Turn the material, from its first line up to and including the line with "989, 364, 1126, 575", into a Markdown table with the columns Row and Line, one numbered row per line and no blank lines. Leave the pictures out.
## Start
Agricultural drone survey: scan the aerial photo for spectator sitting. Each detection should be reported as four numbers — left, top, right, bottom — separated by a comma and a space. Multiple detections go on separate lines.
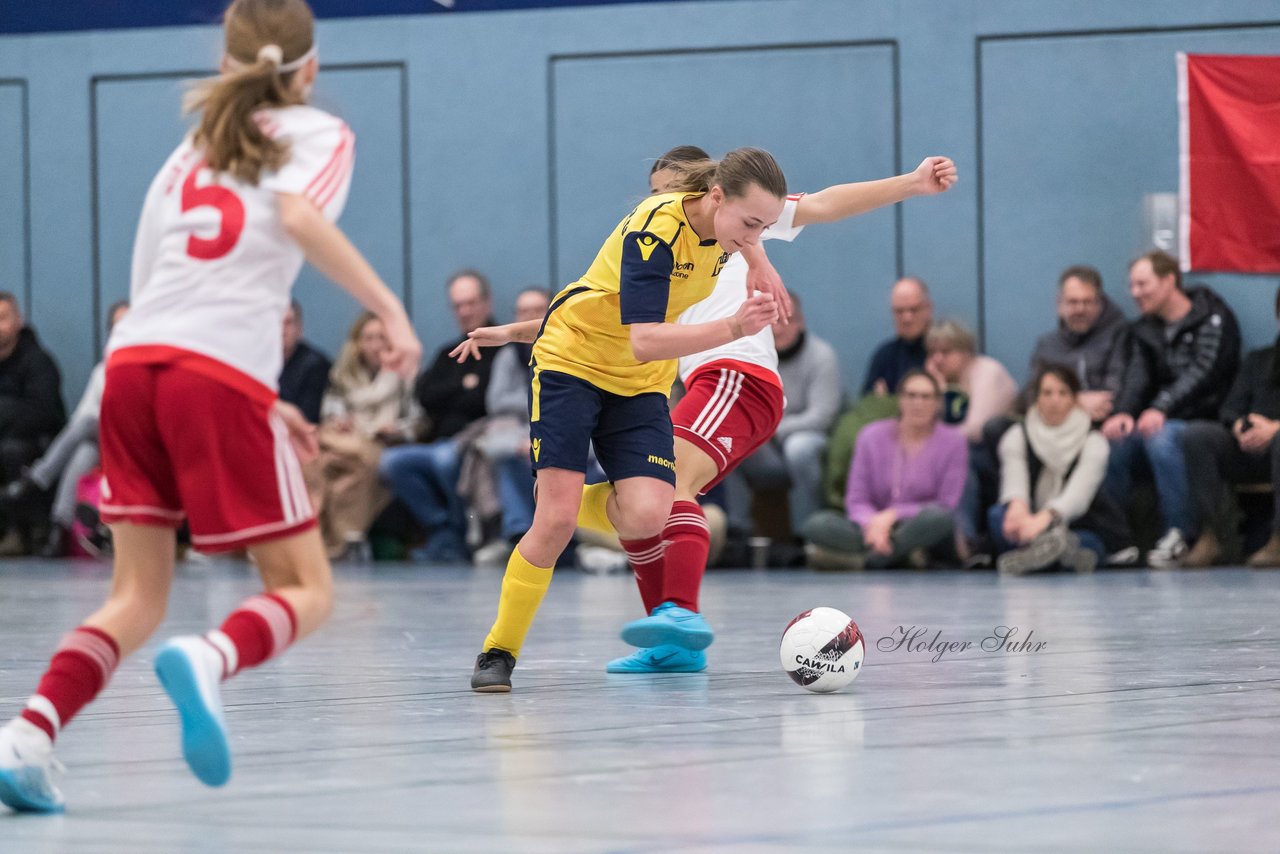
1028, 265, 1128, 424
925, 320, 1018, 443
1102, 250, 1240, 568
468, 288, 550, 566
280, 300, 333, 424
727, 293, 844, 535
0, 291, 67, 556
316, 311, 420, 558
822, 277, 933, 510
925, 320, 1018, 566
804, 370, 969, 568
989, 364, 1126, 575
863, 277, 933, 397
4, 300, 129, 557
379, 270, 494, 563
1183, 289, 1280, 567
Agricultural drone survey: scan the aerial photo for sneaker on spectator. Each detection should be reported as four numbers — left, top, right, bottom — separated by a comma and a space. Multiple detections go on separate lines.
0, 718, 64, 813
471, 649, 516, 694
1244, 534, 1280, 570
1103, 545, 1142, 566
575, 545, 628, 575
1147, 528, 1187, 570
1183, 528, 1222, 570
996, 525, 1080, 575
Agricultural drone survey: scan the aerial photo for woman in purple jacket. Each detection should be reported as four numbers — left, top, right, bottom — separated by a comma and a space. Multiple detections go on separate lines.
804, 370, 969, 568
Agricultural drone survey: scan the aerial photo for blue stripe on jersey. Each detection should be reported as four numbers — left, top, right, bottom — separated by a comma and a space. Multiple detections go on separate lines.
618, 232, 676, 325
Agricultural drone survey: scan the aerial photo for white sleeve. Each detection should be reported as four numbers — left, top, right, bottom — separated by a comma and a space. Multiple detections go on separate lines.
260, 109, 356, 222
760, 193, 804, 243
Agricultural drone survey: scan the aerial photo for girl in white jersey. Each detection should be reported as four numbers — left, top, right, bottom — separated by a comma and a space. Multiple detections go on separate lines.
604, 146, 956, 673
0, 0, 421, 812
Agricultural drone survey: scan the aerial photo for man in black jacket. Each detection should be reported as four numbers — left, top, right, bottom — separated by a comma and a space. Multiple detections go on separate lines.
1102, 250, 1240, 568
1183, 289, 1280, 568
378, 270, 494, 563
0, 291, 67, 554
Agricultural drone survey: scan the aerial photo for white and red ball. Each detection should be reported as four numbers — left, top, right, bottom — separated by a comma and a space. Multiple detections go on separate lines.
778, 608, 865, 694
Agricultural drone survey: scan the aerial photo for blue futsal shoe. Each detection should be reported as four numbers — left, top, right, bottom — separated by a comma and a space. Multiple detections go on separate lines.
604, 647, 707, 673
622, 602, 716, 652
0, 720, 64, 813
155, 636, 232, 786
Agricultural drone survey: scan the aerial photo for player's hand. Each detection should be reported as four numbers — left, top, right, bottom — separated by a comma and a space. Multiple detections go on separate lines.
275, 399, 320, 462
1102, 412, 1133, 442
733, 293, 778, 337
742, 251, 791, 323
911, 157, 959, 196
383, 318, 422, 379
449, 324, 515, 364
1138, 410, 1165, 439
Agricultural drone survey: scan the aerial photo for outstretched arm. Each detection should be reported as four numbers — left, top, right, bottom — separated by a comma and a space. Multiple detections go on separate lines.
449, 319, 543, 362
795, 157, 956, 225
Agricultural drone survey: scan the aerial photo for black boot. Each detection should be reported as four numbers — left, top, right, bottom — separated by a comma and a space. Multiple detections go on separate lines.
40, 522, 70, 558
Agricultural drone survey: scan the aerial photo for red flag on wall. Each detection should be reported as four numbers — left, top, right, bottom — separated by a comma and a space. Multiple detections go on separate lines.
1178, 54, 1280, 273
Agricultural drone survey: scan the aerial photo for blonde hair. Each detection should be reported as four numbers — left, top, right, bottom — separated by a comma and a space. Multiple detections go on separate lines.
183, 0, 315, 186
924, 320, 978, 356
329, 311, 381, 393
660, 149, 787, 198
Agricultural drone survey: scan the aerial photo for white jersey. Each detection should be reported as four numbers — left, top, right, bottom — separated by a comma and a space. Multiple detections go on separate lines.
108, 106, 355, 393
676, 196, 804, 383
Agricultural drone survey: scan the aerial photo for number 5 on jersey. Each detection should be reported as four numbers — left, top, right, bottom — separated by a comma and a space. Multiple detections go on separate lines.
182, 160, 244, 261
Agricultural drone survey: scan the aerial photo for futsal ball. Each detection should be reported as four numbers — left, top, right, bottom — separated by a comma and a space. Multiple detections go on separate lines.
## End
_RESPONSE_
| Row | Line |
|---|---|
| 1 | Agricultural drone survey: scan the aerial photo for spectator sitting. Each detection should be reported as four numbers — left, top, right, bottom — separated by a comma and a space. Multiple detections go on separate lines. |
| 2 | 1028, 265, 1128, 424 |
| 3 | 925, 320, 1018, 443 |
| 4 | 1102, 250, 1240, 568 |
| 5 | 468, 288, 550, 566 |
| 6 | 280, 300, 333, 424 |
| 7 | 727, 293, 844, 535 |
| 8 | 0, 291, 67, 556 |
| 9 | 316, 311, 420, 558 |
| 10 | 822, 277, 933, 510 |
| 11 | 925, 320, 1018, 566 |
| 12 | 804, 370, 969, 568 |
| 13 | 989, 364, 1126, 575 |